*Problem description*
Everything from the line containing "locate yellow wildflower" through the last line of the records below should be printed exactly, please, and nothing else.

*Listed entries*
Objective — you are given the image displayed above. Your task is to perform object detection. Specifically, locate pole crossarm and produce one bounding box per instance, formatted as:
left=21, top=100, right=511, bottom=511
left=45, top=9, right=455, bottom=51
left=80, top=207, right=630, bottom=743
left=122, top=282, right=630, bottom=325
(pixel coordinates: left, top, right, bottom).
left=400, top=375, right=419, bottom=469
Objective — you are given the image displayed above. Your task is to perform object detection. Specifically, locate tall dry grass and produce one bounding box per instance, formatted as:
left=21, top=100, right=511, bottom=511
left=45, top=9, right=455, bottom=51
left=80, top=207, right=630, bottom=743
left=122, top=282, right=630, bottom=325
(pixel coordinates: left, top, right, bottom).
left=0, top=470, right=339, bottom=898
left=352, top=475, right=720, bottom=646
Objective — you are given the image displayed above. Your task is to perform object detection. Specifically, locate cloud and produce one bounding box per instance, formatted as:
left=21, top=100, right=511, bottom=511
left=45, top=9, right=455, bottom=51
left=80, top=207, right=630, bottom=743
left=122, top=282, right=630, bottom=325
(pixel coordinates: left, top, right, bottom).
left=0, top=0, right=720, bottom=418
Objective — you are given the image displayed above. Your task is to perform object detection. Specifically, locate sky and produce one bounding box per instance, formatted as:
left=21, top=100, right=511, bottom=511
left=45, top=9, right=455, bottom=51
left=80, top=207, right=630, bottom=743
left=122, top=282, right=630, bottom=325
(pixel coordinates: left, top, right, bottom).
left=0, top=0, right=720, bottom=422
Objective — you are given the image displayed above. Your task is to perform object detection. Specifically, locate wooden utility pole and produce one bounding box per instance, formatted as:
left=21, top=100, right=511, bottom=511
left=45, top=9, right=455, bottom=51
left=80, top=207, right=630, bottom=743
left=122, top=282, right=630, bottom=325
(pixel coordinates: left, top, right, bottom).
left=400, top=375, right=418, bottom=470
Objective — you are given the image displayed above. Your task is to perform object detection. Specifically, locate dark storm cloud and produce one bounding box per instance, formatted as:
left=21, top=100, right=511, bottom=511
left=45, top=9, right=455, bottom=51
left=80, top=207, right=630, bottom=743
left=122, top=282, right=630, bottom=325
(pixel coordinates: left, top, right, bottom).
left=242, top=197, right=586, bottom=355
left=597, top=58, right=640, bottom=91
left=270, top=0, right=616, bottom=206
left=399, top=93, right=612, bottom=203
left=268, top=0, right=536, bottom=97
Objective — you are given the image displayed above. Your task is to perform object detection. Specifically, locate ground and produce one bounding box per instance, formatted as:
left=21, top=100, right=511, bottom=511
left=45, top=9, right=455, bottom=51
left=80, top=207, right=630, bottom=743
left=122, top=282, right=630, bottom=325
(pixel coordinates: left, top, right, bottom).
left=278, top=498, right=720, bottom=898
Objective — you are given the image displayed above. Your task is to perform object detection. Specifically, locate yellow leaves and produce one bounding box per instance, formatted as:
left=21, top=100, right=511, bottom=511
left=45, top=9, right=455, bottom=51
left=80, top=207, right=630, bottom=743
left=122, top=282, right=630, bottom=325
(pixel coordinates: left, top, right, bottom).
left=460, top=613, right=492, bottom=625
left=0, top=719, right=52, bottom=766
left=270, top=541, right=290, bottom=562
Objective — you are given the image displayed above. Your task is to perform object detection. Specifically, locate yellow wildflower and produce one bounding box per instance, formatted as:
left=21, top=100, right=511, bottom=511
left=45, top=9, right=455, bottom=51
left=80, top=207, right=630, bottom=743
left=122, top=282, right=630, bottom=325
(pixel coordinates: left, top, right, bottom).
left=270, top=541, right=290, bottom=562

*Final result*
Objective — you are given the image displayed above. Your task is to perform object detection. Specifically, locate yellow wildflower and produce one bounding box per instance, formatted as:
left=21, top=100, right=511, bottom=511
left=45, top=9, right=455, bottom=51
left=80, top=207, right=630, bottom=743
left=122, top=282, right=630, bottom=325
(pixel coordinates: left, top, right, bottom).
left=270, top=541, right=290, bottom=562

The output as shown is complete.